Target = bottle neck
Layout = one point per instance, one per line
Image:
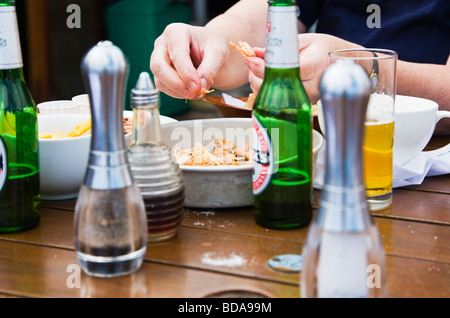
(146, 124)
(10, 52)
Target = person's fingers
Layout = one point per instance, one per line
(215, 53)
(171, 63)
(167, 79)
(260, 52)
(255, 65)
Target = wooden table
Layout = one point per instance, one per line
(414, 231)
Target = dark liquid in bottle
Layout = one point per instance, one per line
(20, 200)
(164, 214)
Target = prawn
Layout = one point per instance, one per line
(244, 48)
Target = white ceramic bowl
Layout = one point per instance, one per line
(62, 161)
(218, 186)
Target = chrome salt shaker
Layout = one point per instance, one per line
(343, 255)
(110, 220)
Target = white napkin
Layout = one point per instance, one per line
(425, 164)
(230, 100)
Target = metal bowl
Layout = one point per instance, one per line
(217, 186)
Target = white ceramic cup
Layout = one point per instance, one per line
(415, 121)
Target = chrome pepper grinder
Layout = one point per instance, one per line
(158, 177)
(343, 255)
(110, 220)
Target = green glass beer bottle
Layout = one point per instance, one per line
(282, 128)
(19, 157)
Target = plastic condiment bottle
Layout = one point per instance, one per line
(159, 178)
(343, 255)
(110, 221)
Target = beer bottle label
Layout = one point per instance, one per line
(10, 52)
(3, 164)
(262, 157)
(281, 38)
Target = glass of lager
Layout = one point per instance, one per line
(380, 66)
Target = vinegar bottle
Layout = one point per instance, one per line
(282, 129)
(158, 177)
(110, 222)
(20, 199)
(343, 255)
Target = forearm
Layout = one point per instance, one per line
(429, 81)
(245, 21)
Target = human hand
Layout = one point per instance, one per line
(256, 67)
(186, 58)
(313, 50)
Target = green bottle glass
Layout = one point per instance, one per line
(282, 129)
(19, 156)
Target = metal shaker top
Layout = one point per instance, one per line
(105, 72)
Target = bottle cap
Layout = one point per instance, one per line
(145, 93)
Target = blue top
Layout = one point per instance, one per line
(418, 30)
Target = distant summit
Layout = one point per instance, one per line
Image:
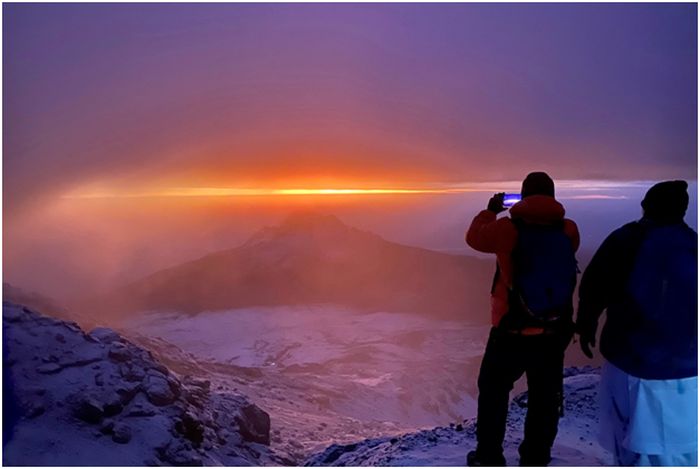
(312, 258)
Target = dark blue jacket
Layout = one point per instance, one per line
(645, 276)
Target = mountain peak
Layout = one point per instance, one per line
(308, 219)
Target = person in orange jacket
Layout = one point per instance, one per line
(531, 316)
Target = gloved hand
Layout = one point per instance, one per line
(586, 338)
(496, 203)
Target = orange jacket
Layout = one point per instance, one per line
(498, 236)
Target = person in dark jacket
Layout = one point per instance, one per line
(514, 346)
(644, 276)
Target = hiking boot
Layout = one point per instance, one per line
(476, 459)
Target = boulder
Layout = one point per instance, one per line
(104, 335)
(121, 433)
(158, 390)
(119, 352)
(254, 424)
(89, 409)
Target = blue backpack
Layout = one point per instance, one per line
(663, 280)
(544, 276)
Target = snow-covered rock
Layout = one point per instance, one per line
(97, 399)
(576, 443)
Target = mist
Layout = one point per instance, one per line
(75, 248)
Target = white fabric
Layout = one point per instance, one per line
(648, 417)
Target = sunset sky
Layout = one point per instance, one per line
(145, 102)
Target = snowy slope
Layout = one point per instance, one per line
(98, 399)
(576, 443)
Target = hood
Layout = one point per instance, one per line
(538, 209)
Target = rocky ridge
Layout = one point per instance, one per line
(84, 397)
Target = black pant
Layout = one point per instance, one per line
(507, 357)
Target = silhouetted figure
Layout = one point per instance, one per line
(532, 318)
(645, 276)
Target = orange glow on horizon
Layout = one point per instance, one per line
(581, 190)
(248, 192)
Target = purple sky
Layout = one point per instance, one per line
(130, 98)
(231, 94)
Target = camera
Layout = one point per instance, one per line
(511, 199)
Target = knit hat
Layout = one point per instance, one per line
(666, 201)
(537, 183)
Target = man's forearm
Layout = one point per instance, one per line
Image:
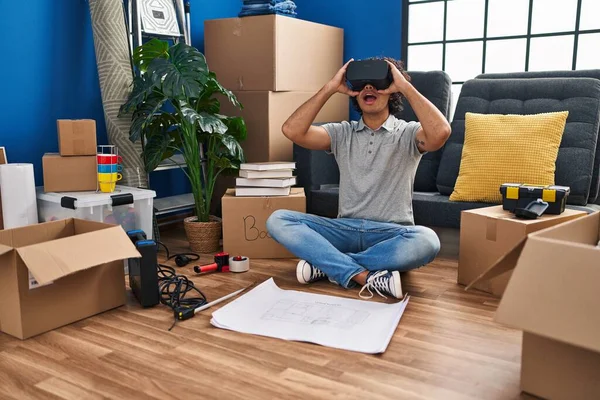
(301, 120)
(435, 126)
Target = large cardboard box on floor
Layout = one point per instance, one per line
(265, 113)
(553, 297)
(69, 174)
(244, 223)
(487, 234)
(56, 273)
(272, 52)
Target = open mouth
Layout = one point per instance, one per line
(369, 98)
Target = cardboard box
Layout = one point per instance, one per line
(272, 52)
(553, 297)
(77, 137)
(487, 234)
(56, 273)
(266, 112)
(69, 174)
(244, 223)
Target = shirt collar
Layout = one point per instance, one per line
(388, 125)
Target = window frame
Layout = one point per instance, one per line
(485, 39)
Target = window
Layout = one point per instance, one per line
(466, 38)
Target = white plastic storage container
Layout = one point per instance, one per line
(127, 206)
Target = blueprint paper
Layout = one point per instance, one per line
(348, 324)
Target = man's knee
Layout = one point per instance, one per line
(277, 219)
(429, 241)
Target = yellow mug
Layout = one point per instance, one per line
(108, 181)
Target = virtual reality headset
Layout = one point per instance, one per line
(375, 72)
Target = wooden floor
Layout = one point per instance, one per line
(446, 347)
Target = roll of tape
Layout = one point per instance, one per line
(239, 264)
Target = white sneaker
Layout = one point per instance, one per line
(383, 282)
(307, 273)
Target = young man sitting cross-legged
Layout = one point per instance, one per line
(374, 236)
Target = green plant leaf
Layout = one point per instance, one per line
(234, 150)
(211, 124)
(222, 162)
(156, 150)
(142, 88)
(206, 122)
(144, 114)
(154, 49)
(236, 127)
(183, 75)
(210, 105)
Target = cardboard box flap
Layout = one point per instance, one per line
(553, 292)
(55, 259)
(505, 263)
(4, 249)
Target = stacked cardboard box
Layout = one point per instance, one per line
(274, 64)
(74, 168)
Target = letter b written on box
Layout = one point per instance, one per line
(251, 232)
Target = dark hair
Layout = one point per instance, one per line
(395, 102)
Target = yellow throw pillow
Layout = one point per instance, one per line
(507, 148)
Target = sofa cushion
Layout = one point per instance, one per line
(525, 150)
(436, 86)
(579, 96)
(585, 73)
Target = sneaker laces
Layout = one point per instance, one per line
(316, 273)
(377, 281)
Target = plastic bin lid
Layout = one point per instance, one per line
(91, 199)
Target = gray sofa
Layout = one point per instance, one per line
(526, 93)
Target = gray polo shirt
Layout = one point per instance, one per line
(377, 169)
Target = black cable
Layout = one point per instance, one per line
(181, 259)
(173, 290)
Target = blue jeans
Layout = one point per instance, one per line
(344, 247)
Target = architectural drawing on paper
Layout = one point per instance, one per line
(317, 313)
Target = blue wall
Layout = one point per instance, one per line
(49, 65)
(48, 72)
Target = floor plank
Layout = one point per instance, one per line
(446, 346)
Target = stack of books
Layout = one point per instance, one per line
(265, 179)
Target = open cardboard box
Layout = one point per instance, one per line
(59, 272)
(553, 295)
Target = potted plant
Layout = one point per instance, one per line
(175, 102)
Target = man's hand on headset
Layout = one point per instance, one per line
(399, 85)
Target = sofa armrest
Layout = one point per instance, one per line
(314, 168)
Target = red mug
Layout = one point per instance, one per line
(109, 159)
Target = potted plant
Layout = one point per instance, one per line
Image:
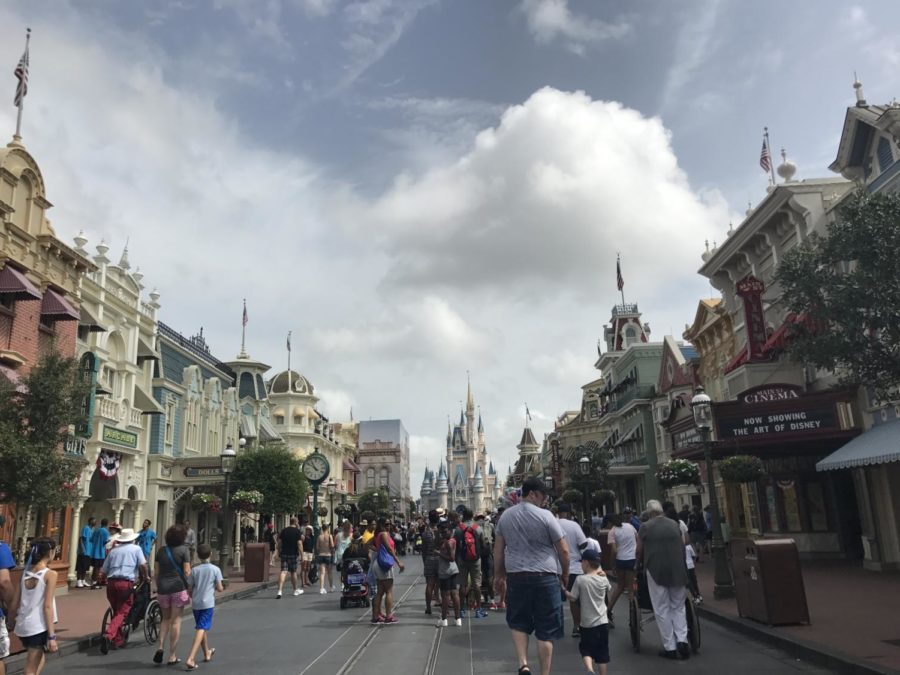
(204, 501)
(678, 472)
(740, 469)
(248, 501)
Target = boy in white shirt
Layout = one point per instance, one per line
(589, 591)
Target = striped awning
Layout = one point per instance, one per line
(56, 308)
(15, 283)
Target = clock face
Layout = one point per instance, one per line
(315, 467)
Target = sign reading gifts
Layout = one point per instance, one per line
(119, 437)
(794, 414)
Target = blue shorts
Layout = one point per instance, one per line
(534, 605)
(203, 618)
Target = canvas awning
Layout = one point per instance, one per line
(56, 308)
(146, 403)
(15, 283)
(87, 320)
(878, 445)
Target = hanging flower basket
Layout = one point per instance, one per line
(203, 501)
(678, 472)
(741, 469)
(247, 501)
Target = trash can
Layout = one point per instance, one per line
(256, 562)
(768, 581)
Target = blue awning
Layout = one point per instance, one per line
(878, 445)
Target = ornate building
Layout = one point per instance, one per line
(467, 476)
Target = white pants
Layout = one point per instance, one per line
(668, 606)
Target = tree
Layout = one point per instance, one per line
(34, 422)
(845, 290)
(376, 500)
(277, 473)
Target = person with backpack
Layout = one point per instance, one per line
(469, 547)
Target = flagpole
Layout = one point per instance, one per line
(18, 135)
(771, 158)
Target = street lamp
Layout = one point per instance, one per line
(330, 486)
(584, 470)
(701, 406)
(227, 459)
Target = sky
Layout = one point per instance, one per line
(421, 189)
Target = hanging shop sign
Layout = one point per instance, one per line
(108, 464)
(119, 437)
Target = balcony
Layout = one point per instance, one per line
(630, 394)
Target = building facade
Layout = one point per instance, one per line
(383, 459)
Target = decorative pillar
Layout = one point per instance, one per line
(74, 537)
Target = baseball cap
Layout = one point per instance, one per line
(590, 554)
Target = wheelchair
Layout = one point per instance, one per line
(640, 613)
(145, 609)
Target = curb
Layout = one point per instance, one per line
(811, 652)
(15, 664)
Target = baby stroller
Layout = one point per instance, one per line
(354, 582)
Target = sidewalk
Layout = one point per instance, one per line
(852, 613)
(81, 611)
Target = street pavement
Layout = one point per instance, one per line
(311, 635)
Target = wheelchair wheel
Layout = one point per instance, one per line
(634, 623)
(693, 622)
(152, 622)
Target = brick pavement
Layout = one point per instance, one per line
(852, 611)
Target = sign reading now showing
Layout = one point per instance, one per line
(818, 418)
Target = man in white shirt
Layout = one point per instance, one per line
(576, 541)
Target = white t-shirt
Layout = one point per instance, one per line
(590, 591)
(625, 539)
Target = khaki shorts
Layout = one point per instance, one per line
(4, 639)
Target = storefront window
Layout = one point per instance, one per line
(791, 507)
(772, 508)
(815, 498)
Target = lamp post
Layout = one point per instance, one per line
(330, 485)
(227, 459)
(701, 406)
(584, 470)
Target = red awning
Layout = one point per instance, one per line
(15, 283)
(57, 308)
(742, 357)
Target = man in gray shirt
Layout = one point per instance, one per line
(661, 547)
(529, 551)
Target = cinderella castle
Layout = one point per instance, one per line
(467, 476)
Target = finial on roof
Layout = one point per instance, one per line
(786, 169)
(860, 97)
(123, 261)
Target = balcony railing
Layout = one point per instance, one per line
(623, 398)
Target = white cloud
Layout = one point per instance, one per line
(542, 202)
(549, 20)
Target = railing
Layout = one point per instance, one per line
(623, 398)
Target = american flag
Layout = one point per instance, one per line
(21, 72)
(765, 159)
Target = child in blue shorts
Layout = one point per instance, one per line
(205, 580)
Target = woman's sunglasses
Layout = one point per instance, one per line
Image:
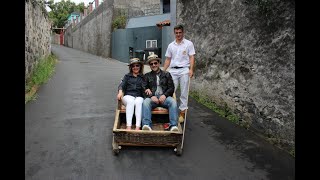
(155, 63)
(135, 65)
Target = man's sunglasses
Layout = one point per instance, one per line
(155, 63)
(136, 65)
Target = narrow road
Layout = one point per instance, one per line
(68, 134)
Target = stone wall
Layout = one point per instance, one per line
(37, 34)
(245, 59)
(93, 33)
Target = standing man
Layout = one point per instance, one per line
(159, 89)
(180, 58)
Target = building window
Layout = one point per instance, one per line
(151, 43)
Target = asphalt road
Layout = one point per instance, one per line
(68, 134)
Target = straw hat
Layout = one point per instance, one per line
(135, 60)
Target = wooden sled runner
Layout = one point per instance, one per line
(157, 137)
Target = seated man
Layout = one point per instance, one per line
(159, 90)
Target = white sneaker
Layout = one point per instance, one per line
(146, 128)
(174, 128)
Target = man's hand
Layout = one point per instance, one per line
(162, 99)
(148, 92)
(155, 99)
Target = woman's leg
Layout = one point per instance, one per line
(128, 101)
(138, 111)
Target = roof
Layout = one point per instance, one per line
(163, 23)
(146, 21)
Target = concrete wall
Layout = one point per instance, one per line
(246, 59)
(37, 35)
(93, 33)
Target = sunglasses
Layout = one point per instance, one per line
(155, 63)
(136, 65)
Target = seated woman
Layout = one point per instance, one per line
(131, 92)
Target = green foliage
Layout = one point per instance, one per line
(119, 22)
(222, 111)
(61, 10)
(40, 74)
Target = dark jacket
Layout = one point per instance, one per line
(134, 86)
(166, 82)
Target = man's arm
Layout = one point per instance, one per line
(166, 63)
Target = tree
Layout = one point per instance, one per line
(61, 10)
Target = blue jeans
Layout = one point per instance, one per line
(169, 103)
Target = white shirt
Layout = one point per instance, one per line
(180, 53)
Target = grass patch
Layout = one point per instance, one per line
(222, 111)
(40, 74)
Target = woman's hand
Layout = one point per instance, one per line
(148, 92)
(155, 99)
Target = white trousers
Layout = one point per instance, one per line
(181, 77)
(133, 103)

▬▬▬▬▬▬▬▬▬▬

## PROMPT
Give the lines from the one containing "Target = man's arm" through the end of the entries again, exactly as written and with no other lines.

## WRITTEN ANSWER
Target = man's arm
Layout = one point per instance, one per line
(166, 63)
Target = tree
Layout = one point per instance, one per line
(61, 10)
Target = blue jeans
Layout = one point per instance, one per line
(169, 103)
Target = white shirt
Layout = one point per instance, one per line
(180, 53)
Target = grass patch
Layout = one point per instance, one per line
(222, 111)
(40, 74)
Target = woman's hand
Layout = one point per instance, one per line
(148, 92)
(155, 99)
Target = white trousers
Layout = one point per instance, one per line
(181, 77)
(133, 103)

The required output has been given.